BRIEF: Your response should consist solely of the lines from the one containing "69L35 61L1 67V90L100" through the end of the data, copied exactly.

*** RECORDS FOR THIS TASK ***

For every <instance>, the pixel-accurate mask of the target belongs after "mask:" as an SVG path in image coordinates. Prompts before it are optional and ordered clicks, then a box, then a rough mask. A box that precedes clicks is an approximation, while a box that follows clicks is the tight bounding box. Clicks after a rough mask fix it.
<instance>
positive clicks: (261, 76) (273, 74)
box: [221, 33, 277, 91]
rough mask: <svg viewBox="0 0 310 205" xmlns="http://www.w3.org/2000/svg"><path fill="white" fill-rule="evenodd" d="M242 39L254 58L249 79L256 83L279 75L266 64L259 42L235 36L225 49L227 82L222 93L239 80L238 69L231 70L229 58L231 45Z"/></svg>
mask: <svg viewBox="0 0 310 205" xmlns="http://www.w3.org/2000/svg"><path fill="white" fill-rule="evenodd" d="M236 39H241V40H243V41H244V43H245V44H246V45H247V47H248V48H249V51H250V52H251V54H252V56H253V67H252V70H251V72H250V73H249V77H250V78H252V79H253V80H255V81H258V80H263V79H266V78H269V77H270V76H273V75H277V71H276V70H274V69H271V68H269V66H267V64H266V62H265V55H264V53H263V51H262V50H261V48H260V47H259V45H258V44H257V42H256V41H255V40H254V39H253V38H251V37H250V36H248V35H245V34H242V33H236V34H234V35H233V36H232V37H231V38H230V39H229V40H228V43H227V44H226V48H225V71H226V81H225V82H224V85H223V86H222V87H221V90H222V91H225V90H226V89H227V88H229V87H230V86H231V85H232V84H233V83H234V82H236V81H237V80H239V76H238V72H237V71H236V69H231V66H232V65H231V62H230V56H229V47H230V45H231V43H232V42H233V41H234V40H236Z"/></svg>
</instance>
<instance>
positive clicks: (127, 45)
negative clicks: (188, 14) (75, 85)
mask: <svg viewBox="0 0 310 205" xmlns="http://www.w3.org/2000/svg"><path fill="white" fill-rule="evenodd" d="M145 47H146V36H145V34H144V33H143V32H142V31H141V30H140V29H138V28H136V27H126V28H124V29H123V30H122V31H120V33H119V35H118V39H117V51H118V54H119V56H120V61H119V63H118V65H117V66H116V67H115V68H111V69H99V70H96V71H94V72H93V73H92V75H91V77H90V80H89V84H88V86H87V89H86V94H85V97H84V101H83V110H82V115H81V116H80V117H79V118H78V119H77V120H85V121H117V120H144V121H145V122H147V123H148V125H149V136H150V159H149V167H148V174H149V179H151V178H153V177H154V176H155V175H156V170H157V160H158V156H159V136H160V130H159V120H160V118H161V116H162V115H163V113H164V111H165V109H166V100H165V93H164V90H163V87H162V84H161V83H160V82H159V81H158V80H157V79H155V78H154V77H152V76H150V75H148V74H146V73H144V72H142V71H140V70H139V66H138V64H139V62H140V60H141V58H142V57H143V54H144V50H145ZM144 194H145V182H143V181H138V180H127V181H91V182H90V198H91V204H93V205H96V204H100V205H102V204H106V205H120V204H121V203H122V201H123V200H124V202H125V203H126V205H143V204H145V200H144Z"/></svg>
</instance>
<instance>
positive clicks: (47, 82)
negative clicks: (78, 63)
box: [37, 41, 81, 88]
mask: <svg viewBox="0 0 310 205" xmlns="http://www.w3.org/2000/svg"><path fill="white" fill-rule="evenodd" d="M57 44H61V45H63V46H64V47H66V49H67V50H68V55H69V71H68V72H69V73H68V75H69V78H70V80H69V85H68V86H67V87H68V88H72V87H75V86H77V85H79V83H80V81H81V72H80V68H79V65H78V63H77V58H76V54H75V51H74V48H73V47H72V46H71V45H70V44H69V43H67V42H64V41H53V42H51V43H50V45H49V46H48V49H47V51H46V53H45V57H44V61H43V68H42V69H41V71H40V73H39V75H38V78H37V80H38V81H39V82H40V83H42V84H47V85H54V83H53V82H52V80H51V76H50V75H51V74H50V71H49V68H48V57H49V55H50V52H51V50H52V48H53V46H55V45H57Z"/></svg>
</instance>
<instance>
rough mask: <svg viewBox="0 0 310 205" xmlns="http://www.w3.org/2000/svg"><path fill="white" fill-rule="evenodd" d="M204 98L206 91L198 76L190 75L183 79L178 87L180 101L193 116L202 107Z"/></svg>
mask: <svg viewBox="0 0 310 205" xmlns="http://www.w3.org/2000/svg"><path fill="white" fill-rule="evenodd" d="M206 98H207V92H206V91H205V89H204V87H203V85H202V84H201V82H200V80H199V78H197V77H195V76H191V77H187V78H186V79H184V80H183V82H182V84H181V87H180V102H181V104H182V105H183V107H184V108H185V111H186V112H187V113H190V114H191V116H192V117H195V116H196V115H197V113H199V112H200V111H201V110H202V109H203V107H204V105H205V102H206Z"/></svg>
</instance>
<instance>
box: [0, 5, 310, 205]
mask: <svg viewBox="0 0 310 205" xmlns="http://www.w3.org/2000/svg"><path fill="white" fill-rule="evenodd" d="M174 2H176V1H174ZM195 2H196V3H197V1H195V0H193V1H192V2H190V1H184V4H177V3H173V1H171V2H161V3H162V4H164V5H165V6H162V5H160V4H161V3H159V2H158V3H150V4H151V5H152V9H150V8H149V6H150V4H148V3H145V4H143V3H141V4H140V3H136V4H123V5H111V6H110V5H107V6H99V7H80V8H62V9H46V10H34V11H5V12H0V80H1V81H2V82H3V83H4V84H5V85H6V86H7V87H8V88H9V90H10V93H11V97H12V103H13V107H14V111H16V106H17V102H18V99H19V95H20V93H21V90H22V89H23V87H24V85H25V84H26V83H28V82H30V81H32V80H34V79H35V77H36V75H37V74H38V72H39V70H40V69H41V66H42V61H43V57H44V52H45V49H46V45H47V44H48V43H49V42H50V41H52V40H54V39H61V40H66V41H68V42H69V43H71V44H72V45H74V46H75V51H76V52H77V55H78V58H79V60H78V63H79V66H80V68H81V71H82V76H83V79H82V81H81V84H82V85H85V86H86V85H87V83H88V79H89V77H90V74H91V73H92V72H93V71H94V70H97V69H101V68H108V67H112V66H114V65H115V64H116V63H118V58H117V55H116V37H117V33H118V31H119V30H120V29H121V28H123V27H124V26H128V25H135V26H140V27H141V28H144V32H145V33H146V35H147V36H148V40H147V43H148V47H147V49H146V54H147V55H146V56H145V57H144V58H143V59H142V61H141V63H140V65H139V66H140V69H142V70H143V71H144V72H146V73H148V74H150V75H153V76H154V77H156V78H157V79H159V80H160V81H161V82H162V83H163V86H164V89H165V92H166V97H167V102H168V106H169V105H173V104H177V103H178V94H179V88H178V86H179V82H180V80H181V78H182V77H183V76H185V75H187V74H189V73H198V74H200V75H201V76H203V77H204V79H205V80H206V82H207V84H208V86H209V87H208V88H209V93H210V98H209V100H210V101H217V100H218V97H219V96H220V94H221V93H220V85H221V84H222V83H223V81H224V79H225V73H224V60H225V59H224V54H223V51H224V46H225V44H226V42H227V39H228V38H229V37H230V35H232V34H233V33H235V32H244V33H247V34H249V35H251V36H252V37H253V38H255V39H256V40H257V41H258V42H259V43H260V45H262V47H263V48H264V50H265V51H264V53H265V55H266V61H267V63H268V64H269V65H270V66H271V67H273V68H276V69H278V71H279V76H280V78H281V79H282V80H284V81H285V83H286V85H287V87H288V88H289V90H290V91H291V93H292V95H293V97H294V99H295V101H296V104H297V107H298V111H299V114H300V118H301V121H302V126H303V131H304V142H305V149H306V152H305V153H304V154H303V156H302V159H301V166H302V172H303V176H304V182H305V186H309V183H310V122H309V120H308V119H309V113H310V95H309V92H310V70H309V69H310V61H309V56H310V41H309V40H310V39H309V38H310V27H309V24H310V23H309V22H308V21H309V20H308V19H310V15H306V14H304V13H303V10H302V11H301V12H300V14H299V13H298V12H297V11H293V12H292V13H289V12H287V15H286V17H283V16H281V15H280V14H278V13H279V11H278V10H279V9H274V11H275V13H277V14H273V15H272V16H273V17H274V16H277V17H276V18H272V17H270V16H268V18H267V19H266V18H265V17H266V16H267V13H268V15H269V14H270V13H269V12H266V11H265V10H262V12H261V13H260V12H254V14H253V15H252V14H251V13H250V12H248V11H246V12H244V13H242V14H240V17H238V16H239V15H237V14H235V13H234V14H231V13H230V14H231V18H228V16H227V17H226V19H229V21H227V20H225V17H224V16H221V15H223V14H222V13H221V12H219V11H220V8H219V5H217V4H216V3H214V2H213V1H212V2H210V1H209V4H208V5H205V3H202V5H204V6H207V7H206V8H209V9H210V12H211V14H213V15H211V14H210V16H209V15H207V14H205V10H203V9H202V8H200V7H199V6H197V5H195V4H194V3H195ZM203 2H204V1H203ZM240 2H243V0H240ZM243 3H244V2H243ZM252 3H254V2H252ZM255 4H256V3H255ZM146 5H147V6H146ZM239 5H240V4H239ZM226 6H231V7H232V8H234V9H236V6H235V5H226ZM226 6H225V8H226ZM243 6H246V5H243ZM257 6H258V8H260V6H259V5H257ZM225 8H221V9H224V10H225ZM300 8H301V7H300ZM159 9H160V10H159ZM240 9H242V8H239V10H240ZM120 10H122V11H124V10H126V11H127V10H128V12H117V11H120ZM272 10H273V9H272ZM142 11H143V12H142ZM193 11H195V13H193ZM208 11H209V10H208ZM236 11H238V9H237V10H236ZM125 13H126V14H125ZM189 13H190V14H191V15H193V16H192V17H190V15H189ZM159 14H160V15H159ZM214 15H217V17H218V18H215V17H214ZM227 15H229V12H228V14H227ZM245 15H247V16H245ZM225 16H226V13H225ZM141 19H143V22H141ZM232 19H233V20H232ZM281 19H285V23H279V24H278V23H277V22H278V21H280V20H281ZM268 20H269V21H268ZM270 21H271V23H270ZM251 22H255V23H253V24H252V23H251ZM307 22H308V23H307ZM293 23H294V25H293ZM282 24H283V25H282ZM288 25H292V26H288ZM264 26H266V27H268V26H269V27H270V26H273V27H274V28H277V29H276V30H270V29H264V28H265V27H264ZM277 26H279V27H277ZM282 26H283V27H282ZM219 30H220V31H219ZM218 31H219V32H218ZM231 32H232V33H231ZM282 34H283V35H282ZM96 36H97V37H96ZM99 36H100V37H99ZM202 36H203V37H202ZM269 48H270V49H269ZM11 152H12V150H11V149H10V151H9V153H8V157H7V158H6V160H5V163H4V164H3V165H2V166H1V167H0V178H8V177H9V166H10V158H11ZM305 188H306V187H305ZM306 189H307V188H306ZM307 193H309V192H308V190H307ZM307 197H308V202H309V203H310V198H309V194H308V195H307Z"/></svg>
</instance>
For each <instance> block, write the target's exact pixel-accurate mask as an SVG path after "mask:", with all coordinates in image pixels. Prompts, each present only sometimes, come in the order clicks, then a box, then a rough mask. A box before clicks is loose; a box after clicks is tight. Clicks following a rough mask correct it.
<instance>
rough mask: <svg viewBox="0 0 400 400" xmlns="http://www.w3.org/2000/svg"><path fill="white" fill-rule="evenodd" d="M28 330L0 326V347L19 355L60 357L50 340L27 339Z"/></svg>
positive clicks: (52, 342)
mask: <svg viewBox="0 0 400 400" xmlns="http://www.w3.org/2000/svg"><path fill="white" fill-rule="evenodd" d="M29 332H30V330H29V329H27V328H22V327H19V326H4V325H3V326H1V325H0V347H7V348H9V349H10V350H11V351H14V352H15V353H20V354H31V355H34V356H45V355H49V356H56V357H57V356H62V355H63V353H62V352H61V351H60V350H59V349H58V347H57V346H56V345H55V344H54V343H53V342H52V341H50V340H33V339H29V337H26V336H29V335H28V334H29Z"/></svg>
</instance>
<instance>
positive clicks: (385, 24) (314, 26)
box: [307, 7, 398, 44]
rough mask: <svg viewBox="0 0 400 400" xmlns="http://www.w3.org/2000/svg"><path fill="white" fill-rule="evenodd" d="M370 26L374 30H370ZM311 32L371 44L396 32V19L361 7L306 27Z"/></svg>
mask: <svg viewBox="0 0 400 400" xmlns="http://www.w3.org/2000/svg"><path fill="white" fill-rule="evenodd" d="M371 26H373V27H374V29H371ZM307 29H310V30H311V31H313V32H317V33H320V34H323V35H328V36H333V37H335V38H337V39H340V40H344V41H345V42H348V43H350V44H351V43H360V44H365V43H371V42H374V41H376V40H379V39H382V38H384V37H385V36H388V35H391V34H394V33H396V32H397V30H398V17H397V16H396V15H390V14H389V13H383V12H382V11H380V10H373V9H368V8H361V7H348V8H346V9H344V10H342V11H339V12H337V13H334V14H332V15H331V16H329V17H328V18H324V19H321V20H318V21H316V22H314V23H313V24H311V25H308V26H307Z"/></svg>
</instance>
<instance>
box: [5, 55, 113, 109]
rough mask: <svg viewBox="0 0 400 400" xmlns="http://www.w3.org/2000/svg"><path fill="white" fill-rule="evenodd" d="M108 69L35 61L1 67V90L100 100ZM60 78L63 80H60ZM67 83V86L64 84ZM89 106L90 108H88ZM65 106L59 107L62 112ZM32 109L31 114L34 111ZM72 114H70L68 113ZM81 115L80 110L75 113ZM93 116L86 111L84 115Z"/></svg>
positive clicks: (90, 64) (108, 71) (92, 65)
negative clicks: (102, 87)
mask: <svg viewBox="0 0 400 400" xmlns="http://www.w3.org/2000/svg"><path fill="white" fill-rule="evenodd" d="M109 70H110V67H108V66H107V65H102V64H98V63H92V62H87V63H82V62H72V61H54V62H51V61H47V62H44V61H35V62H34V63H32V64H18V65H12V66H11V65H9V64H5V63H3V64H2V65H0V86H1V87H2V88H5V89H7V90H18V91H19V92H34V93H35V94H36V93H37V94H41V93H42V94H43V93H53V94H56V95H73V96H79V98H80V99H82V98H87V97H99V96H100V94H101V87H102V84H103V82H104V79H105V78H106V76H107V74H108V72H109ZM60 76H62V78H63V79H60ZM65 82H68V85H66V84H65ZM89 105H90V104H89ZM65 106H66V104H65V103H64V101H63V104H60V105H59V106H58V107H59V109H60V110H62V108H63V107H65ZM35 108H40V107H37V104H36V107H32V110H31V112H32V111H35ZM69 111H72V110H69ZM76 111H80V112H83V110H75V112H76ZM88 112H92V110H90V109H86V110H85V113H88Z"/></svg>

*** End of RECORDS FOR THIS TASK ***

RESPONSE TO THIS EXERCISE:
rough mask: <svg viewBox="0 0 400 400" xmlns="http://www.w3.org/2000/svg"><path fill="white" fill-rule="evenodd" d="M108 69L35 61L1 67V90L100 100ZM60 78L63 80H60ZM67 83V86L64 84ZM89 106L90 108H88ZM65 106L59 107L62 112ZM32 109L31 114L34 111ZM72 114H70L68 113ZM81 115L80 110L75 113ZM93 116L86 111L84 115Z"/></svg>
positive clicks: (90, 64) (108, 71) (92, 65)
negative clicks: (102, 87)
mask: <svg viewBox="0 0 400 400" xmlns="http://www.w3.org/2000/svg"><path fill="white" fill-rule="evenodd" d="M109 70H110V67H108V66H107V65H102V64H98V63H92V62H87V63H82V62H72V61H54V62H51V61H47V62H44V61H35V62H34V63H32V64H18V65H12V66H11V65H9V64H5V63H3V64H2V65H0V86H1V87H2V88H5V89H7V90H18V91H19V92H34V93H35V94H36V93H37V94H41V93H42V94H43V93H53V94H56V95H73V96H79V98H80V99H82V98H87V97H99V96H100V94H101V87H102V84H103V82H104V79H105V78H106V76H107V74H108V72H109ZM60 76H62V78H63V79H60ZM65 82H68V85H66V84H65ZM89 105H90V104H89ZM65 106H66V104H65V103H64V101H63V104H60V105H59V106H58V107H59V109H60V110H62V108H63V107H65ZM35 108H40V107H37V104H36V107H32V110H31V112H32V111H35ZM69 111H72V110H69ZM76 111H80V112H83V110H75V112H76ZM88 112H92V110H90V109H86V110H85V113H88Z"/></svg>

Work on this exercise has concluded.